**Document extract**
──────

# 1952 Schwinn ????HELP ID 26"



## Eric Bidinger (Feb 21, 2010)

Hi All,
Serial number is on left drop out. E35360. Head badge missing, but the screw holes are 2 3/16" apart. Crank looks Schwinn. Chain guard looks Schwinn post war, but no flat spot for a decal if it's a Hornet or Wasp. Bendix rear hub redband S-7 rim. Troxel seat. The kick stand is a* bolt on*; not welded on. I was told it is a DX, but Schwinn quit making Dxs in 1949. I would like to restore it so I will be needing parts. I don't think the handle bars are correct. The rims should be S-2's, not S-7s. The rear fender doesn't have the cutout for the chain guard. I think someone added middle weight parts to a Ballooner.
Any help, especially pictures, would be greatly appreciated.


----------



## rustyspoke66 (Feb 21, 2010)

Should be 9/14/1948. Looks to be a DX model.


----------



## Eric Bidinger (Feb 22, 2010)

rustyspoke66,
*The serial number is on the rear left dropout!*; not under the crank housing.  Schwinn moved the serial numbers from the crank to the dropout  in 1952.
Yes, it looks like a DX.
But what model Scwinn had a curved lower tube in 1952?
The Phantoms and Hornets had either the straight lower tubes or the canteleiverd twin tubes.
Help!
Eric


----------

──────

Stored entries
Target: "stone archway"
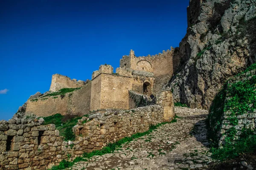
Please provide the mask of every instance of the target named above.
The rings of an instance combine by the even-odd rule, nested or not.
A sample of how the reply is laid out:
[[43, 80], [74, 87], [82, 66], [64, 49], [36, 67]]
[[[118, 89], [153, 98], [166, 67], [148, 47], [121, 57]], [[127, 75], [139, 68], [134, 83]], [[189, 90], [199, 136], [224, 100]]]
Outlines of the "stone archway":
[[148, 82], [145, 82], [143, 84], [143, 94], [147, 96], [152, 94], [151, 85]]

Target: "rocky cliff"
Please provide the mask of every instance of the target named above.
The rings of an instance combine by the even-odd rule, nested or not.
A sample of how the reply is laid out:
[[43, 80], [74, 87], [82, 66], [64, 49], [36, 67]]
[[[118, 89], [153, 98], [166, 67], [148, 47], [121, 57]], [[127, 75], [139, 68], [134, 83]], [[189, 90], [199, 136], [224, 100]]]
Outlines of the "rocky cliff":
[[256, 60], [256, 0], [191, 0], [181, 64], [166, 85], [175, 102], [209, 109], [224, 82]]

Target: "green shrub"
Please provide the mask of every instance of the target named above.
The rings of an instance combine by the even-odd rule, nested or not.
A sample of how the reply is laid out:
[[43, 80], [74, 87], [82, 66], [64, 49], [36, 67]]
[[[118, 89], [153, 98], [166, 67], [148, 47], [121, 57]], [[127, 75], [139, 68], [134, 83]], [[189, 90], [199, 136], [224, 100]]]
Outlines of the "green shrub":
[[[256, 67], [256, 65], [253, 64], [239, 75]], [[226, 83], [215, 96], [210, 108], [207, 120], [209, 137], [215, 142], [211, 150], [214, 158], [221, 160], [233, 159], [240, 154], [256, 151], [256, 135], [250, 129], [242, 130], [237, 140], [234, 139], [238, 135], [235, 128], [238, 125], [238, 116], [253, 112], [256, 109], [256, 76], [248, 74], [247, 77], [250, 78], [229, 84]], [[223, 113], [227, 111], [229, 114], [227, 120], [232, 126], [224, 134], [226, 137], [223, 147], [218, 147], [217, 134]]]
[[74, 165], [74, 164], [75, 162], [82, 161], [87, 161], [87, 159], [90, 159], [93, 156], [102, 156], [106, 153], [111, 153], [118, 147], [120, 147], [122, 144], [125, 142], [131, 142], [135, 139], [148, 134], [152, 132], [153, 130], [156, 129], [158, 127], [161, 126], [163, 125], [176, 122], [177, 121], [176, 118], [178, 118], [178, 117], [175, 116], [174, 117], [174, 119], [170, 122], [165, 122], [159, 123], [155, 125], [151, 125], [149, 127], [149, 129], [148, 131], [143, 133], [138, 133], [134, 134], [130, 137], [125, 137], [114, 143], [110, 143], [108, 144], [106, 146], [104, 147], [100, 150], [93, 150], [92, 152], [89, 153], [84, 152], [83, 154], [82, 157], [77, 157], [76, 158], [73, 162], [69, 162], [66, 160], [63, 160], [61, 162], [61, 164], [60, 163], [60, 164], [59, 165], [54, 166], [52, 168], [52, 169], [50, 169], [49, 170], [59, 170], [64, 169], [67, 167], [72, 167]]
[[180, 102], [176, 102], [175, 103], [174, 103], [174, 106], [188, 108], [188, 106], [187, 106], [187, 105], [186, 105], [186, 104], [182, 104]]
[[[85, 115], [84, 116], [87, 117], [88, 115]], [[56, 129], [60, 131], [60, 135], [64, 136], [65, 140], [72, 140], [70, 139], [73, 139], [73, 136], [71, 136], [71, 137], [67, 137], [67, 135], [69, 134], [72, 134], [72, 133], [70, 131], [69, 132], [66, 131], [67, 130], [67, 129], [68, 128], [72, 129], [74, 126], [76, 125], [78, 119], [81, 118], [81, 117], [78, 117], [75, 115], [67, 114], [63, 116], [59, 113], [57, 113], [44, 117], [44, 125], [55, 124]]]
[[65, 130], [65, 140], [66, 141], [73, 141], [76, 138], [76, 135], [72, 131], [72, 128], [69, 127], [67, 128]]

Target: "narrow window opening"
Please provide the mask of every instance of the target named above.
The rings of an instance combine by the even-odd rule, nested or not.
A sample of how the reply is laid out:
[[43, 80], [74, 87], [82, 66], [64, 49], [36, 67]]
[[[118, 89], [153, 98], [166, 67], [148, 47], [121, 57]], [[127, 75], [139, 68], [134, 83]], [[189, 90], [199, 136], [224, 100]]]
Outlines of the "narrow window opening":
[[44, 131], [39, 131], [38, 135], [38, 145], [41, 143], [41, 137], [43, 136]]
[[12, 141], [13, 136], [7, 136], [7, 141], [6, 142], [6, 151], [9, 151], [12, 148]]
[[143, 116], [140, 116], [140, 123], [142, 124], [144, 124], [144, 117]]

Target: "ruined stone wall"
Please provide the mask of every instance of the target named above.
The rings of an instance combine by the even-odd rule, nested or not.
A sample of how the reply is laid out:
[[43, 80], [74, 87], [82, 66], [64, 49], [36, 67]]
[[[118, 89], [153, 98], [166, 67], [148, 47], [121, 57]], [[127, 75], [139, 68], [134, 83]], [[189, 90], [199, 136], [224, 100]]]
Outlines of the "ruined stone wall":
[[138, 108], [143, 100], [143, 95], [135, 91], [129, 91], [129, 109]]
[[50, 91], [58, 91], [64, 88], [77, 88], [82, 86], [84, 82], [77, 81], [76, 79], [71, 80], [70, 78], [62, 75], [55, 74], [52, 75]]
[[91, 83], [91, 81], [89, 82], [72, 94], [70, 100], [69, 113], [82, 116], [90, 111]]
[[163, 90], [157, 96], [157, 104], [163, 107], [164, 119], [171, 121], [174, 117], [174, 103], [172, 94], [169, 90]]
[[90, 111], [91, 82], [80, 89], [64, 95], [45, 96], [29, 99], [26, 113], [48, 116], [56, 113], [62, 115], [84, 115]]
[[[129, 56], [124, 56], [120, 60], [120, 66], [124, 67], [126, 65], [126, 68], [134, 70], [132, 71], [133, 74], [135, 73], [140, 75], [138, 74], [140, 71], [147, 71], [149, 75], [147, 76], [151, 76], [149, 75], [151, 72], [155, 78], [152, 89], [153, 93], [155, 95], [168, 82], [180, 64], [180, 60], [179, 56], [174, 54], [175, 51], [171, 47], [171, 50], [163, 51], [163, 53], [158, 54], [136, 57], [134, 51], [131, 50]], [[133, 90], [138, 92], [134, 90], [136, 85], [134, 86]]]
[[[68, 155], [72, 160], [84, 152], [100, 149], [110, 142], [148, 130], [164, 121], [162, 108], [152, 105], [130, 110], [109, 111], [83, 117], [73, 128], [74, 142], [63, 140], [54, 125], [21, 124], [17, 119], [0, 122], [0, 169], [46, 170]], [[17, 121], [17, 122], [16, 122]], [[36, 122], [36, 121], [35, 121]], [[6, 149], [8, 150], [6, 150]]]
[[[236, 92], [233, 91], [237, 90], [229, 88], [232, 86], [237, 86], [241, 91], [247, 93], [250, 91], [255, 91], [256, 87], [253, 83], [253, 79], [255, 79], [256, 70], [253, 70], [246, 73], [234, 76], [229, 80], [225, 84], [223, 88], [213, 100], [209, 110], [208, 118], [209, 120], [209, 126], [212, 130], [211, 133], [214, 135], [215, 139], [218, 143], [219, 146], [225, 144], [225, 139], [230, 135], [230, 131], [232, 132], [234, 136], [232, 140], [235, 141], [241, 137], [240, 135], [243, 130], [246, 129], [251, 129], [255, 130], [256, 127], [256, 109], [255, 109], [255, 102], [249, 100], [248, 95], [245, 93], [243, 98], [247, 99], [248, 104], [246, 105], [244, 104], [244, 100], [240, 101], [239, 95]], [[234, 84], [237, 83], [236, 85]], [[242, 83], [245, 83], [241, 85]], [[248, 89], [248, 87], [253, 86], [253, 90]], [[240, 95], [242, 95], [240, 94]], [[239, 102], [243, 103], [242, 107], [239, 108], [236, 105], [235, 101], [238, 100]], [[230, 101], [231, 101], [230, 102]], [[247, 107], [250, 109], [246, 109]], [[235, 109], [234, 108], [239, 108]], [[243, 110], [241, 111], [240, 110]], [[233, 130], [233, 131], [232, 131]], [[230, 138], [230, 136], [229, 136]], [[234, 142], [233, 141], [233, 142]]]
[[102, 74], [101, 109], [129, 108], [128, 91], [131, 89], [131, 78]]
[[92, 80], [90, 110], [100, 108], [102, 75], [100, 74]]
[[63, 98], [58, 95], [29, 99], [26, 113], [33, 113], [39, 116], [48, 116], [58, 113], [66, 115], [68, 112], [67, 106], [70, 99], [69, 94], [65, 94]]

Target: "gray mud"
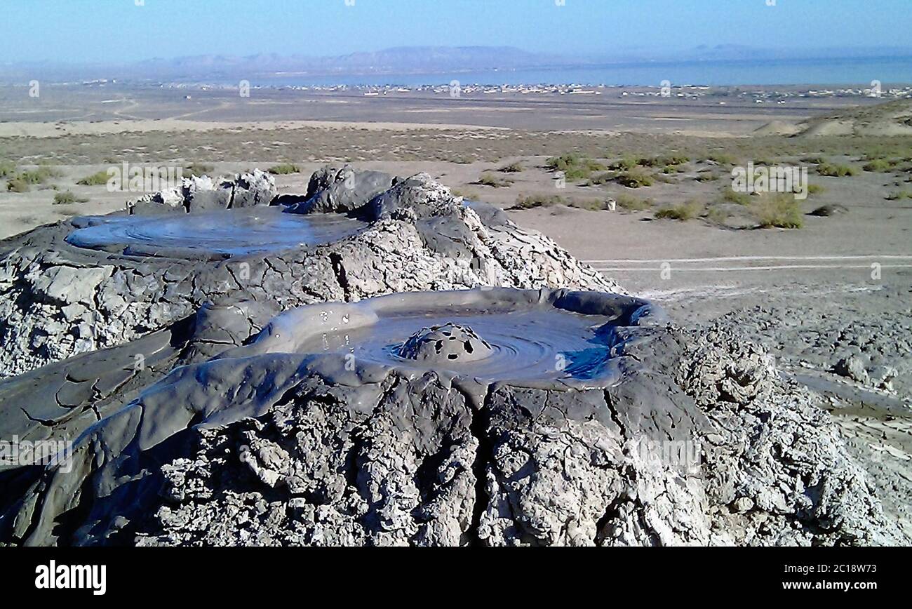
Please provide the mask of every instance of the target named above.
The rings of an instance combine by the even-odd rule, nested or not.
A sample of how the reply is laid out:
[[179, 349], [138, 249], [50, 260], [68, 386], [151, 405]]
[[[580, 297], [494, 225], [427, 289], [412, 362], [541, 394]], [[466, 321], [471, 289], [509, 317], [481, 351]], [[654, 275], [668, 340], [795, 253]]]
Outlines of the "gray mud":
[[[350, 170], [336, 171], [348, 175]], [[89, 228], [81, 220], [75, 224], [65, 222], [3, 242], [0, 377], [167, 330], [192, 319], [207, 304], [242, 306], [242, 315], [249, 319], [245, 334], [219, 338], [231, 345], [255, 333], [275, 313], [316, 302], [479, 285], [559, 285], [623, 293], [615, 282], [580, 264], [551, 240], [503, 222], [496, 212], [483, 211], [485, 206], [463, 206], [428, 176], [395, 181], [388, 176], [395, 185], [382, 193], [383, 212], [368, 209], [370, 201], [362, 198], [355, 212], [337, 214], [337, 221], [315, 221], [328, 216], [317, 210], [280, 214], [277, 208], [264, 207], [275, 198], [265, 199], [264, 193], [271, 191], [268, 176], [254, 174], [260, 177], [256, 184], [242, 176], [216, 190], [201, 181], [185, 181], [181, 191], [136, 202], [130, 207], [132, 216], [112, 216], [101, 226]], [[333, 181], [329, 188], [344, 191], [346, 184], [352, 185], [347, 201], [354, 204], [352, 193], [362, 192], [359, 175]], [[369, 174], [366, 180], [373, 183], [377, 178]], [[306, 201], [323, 196], [321, 183], [316, 182], [317, 190]], [[256, 190], [250, 190], [254, 185]], [[212, 212], [200, 204], [202, 194], [213, 193], [231, 206]], [[237, 209], [240, 201], [259, 206]], [[476, 210], [482, 210], [482, 214]], [[237, 240], [240, 249], [250, 249], [254, 239], [233, 236], [233, 243], [205, 243], [201, 227], [202, 232], [223, 232], [210, 225], [210, 217], [269, 218], [285, 230], [304, 226], [306, 232], [315, 222], [324, 222], [331, 229], [331, 234], [324, 236], [332, 241], [302, 244], [295, 236], [290, 239], [293, 245], [281, 252], [213, 255], [213, 249], [233, 250]], [[142, 243], [129, 244], [129, 249], [118, 243], [114, 252], [106, 252], [67, 241], [72, 234], [84, 234], [80, 231], [99, 230], [102, 242], [122, 242], [119, 236], [110, 237], [109, 229], [115, 226], [141, 227], [134, 236]], [[340, 227], [342, 233], [337, 232]], [[161, 242], [160, 237], [167, 234], [174, 235], [176, 242]], [[150, 237], [159, 243], [146, 245]], [[197, 237], [199, 242], [191, 243]], [[272, 238], [282, 247], [288, 241], [288, 235]], [[136, 253], [150, 255], [132, 255]]]
[[363, 230], [367, 222], [339, 214], [306, 216], [278, 208], [241, 208], [159, 216], [74, 218], [67, 243], [125, 255], [213, 258], [323, 245]]
[[[815, 406], [819, 399], [779, 379], [762, 350], [718, 330], [676, 329], [627, 296], [472, 291], [454, 306], [451, 295], [340, 304], [338, 319], [326, 305], [303, 307], [279, 315], [248, 346], [176, 368], [86, 429], [66, 468], [48, 466], [20, 482], [22, 499], [7, 501], [0, 516], [0, 539], [26, 545], [902, 539]], [[422, 367], [411, 358], [378, 363], [302, 350], [346, 316], [365, 328], [384, 325], [389, 315], [417, 322], [415, 314], [434, 303], [441, 317], [468, 308], [476, 321], [484, 316], [480, 310], [523, 303], [557, 315], [604, 315], [615, 335], [609, 361], [617, 374], [578, 384], [567, 382], [573, 375], [548, 374], [524, 386], [478, 382], [439, 361]], [[603, 321], [572, 325], [560, 340], [591, 339]], [[409, 328], [401, 329], [399, 339]], [[413, 353], [408, 343], [406, 336], [400, 350]]]
[[908, 542], [867, 430], [847, 449], [730, 325], [679, 328], [427, 176], [272, 191], [254, 172], [130, 211], [367, 226], [228, 260], [76, 247], [68, 222], [3, 243], [0, 432], [76, 441], [0, 471], [0, 544]]

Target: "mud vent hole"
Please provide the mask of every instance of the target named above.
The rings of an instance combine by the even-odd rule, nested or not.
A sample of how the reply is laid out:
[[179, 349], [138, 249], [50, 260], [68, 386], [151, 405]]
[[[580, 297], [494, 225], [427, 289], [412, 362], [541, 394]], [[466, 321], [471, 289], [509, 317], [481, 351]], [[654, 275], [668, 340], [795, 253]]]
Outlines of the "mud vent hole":
[[492, 352], [471, 327], [450, 323], [421, 328], [402, 344], [399, 356], [420, 362], [474, 362]]

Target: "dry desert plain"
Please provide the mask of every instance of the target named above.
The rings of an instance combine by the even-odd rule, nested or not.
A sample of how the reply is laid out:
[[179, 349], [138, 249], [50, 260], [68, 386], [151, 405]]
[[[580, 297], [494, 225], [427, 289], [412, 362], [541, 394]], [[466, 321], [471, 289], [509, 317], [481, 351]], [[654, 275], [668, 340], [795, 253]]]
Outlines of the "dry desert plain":
[[[4, 184], [44, 174], [0, 188], [0, 238], [122, 209], [140, 193], [78, 182], [124, 161], [274, 168], [283, 192], [327, 163], [427, 172], [678, 322], [735, 325], [765, 345], [783, 376], [827, 396], [912, 535], [912, 101], [622, 93], [5, 88]], [[807, 168], [808, 197], [731, 191], [748, 162]]]

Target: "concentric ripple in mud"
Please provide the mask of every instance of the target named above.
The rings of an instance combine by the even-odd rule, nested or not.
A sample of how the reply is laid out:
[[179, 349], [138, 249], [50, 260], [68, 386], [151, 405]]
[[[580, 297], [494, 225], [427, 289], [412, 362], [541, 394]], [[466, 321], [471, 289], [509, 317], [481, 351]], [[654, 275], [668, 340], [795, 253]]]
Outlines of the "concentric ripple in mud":
[[[389, 366], [448, 370], [483, 380], [587, 379], [609, 358], [607, 336], [596, 330], [608, 320], [572, 313], [532, 310], [516, 313], [391, 316], [367, 328], [340, 331], [306, 346], [315, 353], [351, 353], [357, 359]], [[427, 326], [458, 324], [471, 327], [490, 346], [484, 357], [415, 358], [400, 355], [409, 336]], [[456, 336], [446, 340], [458, 342]], [[476, 351], [477, 353], [477, 351]]]
[[201, 213], [87, 216], [73, 220], [67, 241], [77, 247], [127, 254], [181, 253], [235, 256], [320, 245], [354, 234], [364, 222], [340, 214], [283, 213], [246, 208]]

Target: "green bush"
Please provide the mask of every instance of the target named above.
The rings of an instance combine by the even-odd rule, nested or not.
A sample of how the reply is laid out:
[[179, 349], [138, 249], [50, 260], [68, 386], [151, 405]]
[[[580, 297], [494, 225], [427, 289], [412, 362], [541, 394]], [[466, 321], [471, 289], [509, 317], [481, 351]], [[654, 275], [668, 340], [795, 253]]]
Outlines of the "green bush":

──────

**What the task asks**
In the Schwinn forum thread, how far apart are the head badge screw holes?

**Solution to the exercise**
2 3/16" apart.